# Enunciado A
¿Puedes reducir a una lista breve el párrafo del pasaje evangélico de la Pasión que empieza «El primer día de los ácimos», conservando sus hechos principales?
# Enunciado B
¿Puedes retomar el pasaje evangélico de la Pasión y seguir escribiéndolo desde su última oración?

# Extracto de fuente
= = =

Texto del Evangelio (Mt 26,14—27,66): En aquel tiempo
uno de los doce, llamado Judas Iscariote, fue a los sumos sacerdotes y les
propuso: «¿Qué estáis dispuestos a darme si os lo entrego?». Ellos se ajustaron
con él en treinta monedas. Y desde entonces andaba buscando ocasión propicia
para entregarlo.
El primer día de los ácimos se acercaron los discípulos a
Jesús y le preguntaron: «¿Dónde quieres que te preparemos la cena de Pascua?».
Él contestó: «Id a casa de Fulano y decidle: ‘El Maestro dice: mi momento está
cerca; deseo celebrar la Pascua en tu casa con mis discípulos’». Los discípulos
cumplieron las instrucciones de Jesús y prepararon la Pascua.
Al atardecer se puso a la mesa con los doce. Mientras
comían dijo: «Os aseguro que uno de vosotros me va a entregar». Ellos,
consternados, se pusieron a preguntarle uno tras otro: «¿Soy yo acaso, Señor?».
Él respondió: «El que ha mojado en la misma fuente que yo, ése me va a
entregar. El Hijo del Hombre se va como está escrito de Él; pero, ¡ay del que
va a entregar al Hijo del Hombre!, más le valdría no haber nacido». Entonces
preguntó Judas, el que lo iba a entregar: «¿Soy yo acaso, Maestro?». Él
respondió: «Así es».
Durante la cena, Jesús cogió pan, pronunció la bendición,
lo partió y lo dio a los discípulos diciendo: «Tomad, comed: esto es mi
cuerpo». Y cogiendo un cáliz pronunció la acción de gracias y se lo pasó
diciendo: «Bebed todos; porque ésta es mi sangre, sangre de la alianza
derramada por todos para el perdón de los pecados. Y os digo que no beberé más
del fruto de la vid hasta el día que beba con vosotros el vino nuevo en el
reino de mi Padre».
Cantaron el salmo y salieron para el monte de los Olivos.
Entonces Jesús les dijo: «Esta noche vais a caer todos por mi causa, porque
está escrito: ‘Heriré al pastor y se dispersarán las ovejas del rebaño’. Pero
cuando resucite, iré antes que vosotros a Galilea». Pedro replicó: «Aunque
todos caigan por tu causa, yo jamás caeré». Jesús le dijo: «Te aseguro que esta
noche, antes que el gallo cante tres veces, me negarás». Pedro le replicó:
«Aunque tenga que morir contigo, no te negaré». Y lo mismo decían los demás
discípulos.
Entonces Jesús fue con ellos a un huerto, llamado
Getsemaní, y les dijo: «Sentaos aquí, mientras voy allá a orar». Y llevándose a
Pedro y a los dos hijos de Zebedeo, empezó a entristecerse y a angustiarse.

= = =

# Extractos de filas
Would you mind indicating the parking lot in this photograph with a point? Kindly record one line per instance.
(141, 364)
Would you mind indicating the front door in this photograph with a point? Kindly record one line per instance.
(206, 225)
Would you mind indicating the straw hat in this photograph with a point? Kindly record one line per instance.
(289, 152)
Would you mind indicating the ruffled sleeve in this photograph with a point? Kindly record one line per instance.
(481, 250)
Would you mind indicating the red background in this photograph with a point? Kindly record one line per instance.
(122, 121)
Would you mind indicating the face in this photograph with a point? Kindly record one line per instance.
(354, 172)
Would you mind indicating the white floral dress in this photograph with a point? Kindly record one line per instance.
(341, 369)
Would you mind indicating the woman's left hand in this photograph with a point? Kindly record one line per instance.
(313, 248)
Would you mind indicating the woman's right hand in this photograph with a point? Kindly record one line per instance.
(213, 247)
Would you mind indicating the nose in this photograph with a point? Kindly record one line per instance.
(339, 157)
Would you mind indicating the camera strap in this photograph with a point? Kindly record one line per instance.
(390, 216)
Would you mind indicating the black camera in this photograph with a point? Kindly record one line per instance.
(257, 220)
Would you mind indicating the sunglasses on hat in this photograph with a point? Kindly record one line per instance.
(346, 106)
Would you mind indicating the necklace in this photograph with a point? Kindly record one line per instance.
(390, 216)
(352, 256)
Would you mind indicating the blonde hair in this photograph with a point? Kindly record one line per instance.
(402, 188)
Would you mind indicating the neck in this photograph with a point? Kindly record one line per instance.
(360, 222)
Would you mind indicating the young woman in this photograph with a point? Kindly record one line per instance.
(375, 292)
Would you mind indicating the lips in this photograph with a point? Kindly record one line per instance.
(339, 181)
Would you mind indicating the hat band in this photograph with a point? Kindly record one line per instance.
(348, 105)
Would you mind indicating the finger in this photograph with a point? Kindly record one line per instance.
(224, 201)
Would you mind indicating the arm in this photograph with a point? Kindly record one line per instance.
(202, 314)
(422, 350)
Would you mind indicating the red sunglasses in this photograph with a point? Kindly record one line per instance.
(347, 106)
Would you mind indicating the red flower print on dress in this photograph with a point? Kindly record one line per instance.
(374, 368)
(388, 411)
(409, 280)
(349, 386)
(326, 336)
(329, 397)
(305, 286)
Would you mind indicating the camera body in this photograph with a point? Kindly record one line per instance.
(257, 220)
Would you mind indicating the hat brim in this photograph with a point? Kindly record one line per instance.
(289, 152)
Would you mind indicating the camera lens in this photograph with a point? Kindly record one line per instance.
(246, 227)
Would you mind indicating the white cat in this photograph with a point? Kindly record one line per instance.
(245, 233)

= = =

# Resultado de tarea A
- El primer día de los ácimos, los discípulos preguntan a Jesús dónde quiere que le preparen la cena de Pascua.
- Jesús los manda a casa de Fulano a decirle que el Maestro, cuyo momento está cerca, desea celebrar la Pascua allí con sus discípulos.
- Los discípulos cumplen sus instrucciones y preparan la Pascua.

# Resultado de tarea B
Entonces dijo: «Me muero de tristeza: quedaos aquí y velad conmigo». Y
adelantándose un poco cayó rostro en tierra y oraba diciendo: «Padre mío, si es
posible que pase y se aleje de mí ese cáliz. Pero no se haga lo que yo quiero,
sino lo que tú quieres». Y se acercó a los discípulos y los encontró dormidos.
Dijo a Pedro: «¿No habéis podido velar una hora conmigo? Velad y orad para no
caer en la tentación, pues el espíritu es decidido, pero la carne es débil». De
nuevo se apartó por segunda vez y oraba diciendo: «Padre mío, si este cáliz no
puede pasar sin que yo lo beba, hágase tu voluntad». Y viniendo otra vez, los
encontró dormidos, porque estaban muertos de sueño. Dejándolos de nuevo, por
tercera vez oraba repitiendo las mismas palabras. Luego se acercó a sus
discípulos y les dijo: «Ya podéis dormir y descansar. Mirad, está cerca la hora
y el Hijo del Hombre va a ser entregado en manos de los pecadores. ¡Levantaos,
vamos! Ya está cerca el que me entrega».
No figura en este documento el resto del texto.